Look through the entries below and report every line that has "reflection".

----- Material for this exercise

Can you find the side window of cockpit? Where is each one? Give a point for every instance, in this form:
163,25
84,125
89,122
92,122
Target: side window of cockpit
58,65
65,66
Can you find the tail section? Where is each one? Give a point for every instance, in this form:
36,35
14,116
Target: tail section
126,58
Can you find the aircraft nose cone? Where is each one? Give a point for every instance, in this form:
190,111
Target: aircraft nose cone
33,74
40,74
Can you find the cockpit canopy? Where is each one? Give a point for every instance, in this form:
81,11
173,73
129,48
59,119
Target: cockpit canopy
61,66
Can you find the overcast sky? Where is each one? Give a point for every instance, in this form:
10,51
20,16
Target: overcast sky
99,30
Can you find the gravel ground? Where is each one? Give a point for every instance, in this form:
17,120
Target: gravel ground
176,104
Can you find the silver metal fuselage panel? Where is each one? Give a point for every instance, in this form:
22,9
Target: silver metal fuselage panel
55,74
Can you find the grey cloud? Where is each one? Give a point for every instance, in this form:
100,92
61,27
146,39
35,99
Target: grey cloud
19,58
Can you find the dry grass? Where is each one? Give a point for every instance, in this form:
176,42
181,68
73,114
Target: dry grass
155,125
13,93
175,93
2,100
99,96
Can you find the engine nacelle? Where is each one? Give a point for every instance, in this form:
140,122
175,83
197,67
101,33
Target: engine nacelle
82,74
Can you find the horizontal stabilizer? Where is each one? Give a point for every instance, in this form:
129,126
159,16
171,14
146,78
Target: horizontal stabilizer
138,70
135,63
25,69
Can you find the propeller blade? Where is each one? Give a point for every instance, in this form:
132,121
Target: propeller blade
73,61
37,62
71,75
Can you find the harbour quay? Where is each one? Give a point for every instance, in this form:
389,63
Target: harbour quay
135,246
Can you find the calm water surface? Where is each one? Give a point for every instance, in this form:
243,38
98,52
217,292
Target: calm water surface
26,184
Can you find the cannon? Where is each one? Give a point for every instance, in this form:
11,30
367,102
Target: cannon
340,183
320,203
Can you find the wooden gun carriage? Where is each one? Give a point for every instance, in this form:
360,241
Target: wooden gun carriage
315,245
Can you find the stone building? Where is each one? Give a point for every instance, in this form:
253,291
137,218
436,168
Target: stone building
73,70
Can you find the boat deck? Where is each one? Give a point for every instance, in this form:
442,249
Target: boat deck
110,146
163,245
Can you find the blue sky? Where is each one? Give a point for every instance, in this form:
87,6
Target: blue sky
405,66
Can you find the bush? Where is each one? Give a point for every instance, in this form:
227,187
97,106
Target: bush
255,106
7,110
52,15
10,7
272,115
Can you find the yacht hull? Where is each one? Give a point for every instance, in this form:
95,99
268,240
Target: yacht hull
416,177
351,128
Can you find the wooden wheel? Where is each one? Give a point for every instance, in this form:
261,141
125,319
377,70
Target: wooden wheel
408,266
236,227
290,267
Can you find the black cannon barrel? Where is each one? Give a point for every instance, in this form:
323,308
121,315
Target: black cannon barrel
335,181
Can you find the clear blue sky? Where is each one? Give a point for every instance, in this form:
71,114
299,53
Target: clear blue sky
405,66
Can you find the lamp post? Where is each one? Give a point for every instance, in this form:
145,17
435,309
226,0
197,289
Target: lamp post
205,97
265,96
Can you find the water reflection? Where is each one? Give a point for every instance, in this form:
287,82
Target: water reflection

----------

◆ Response below:
Can you find the water reflection? Where is each one? Give a point for every instance, in this form:
Target: water reflection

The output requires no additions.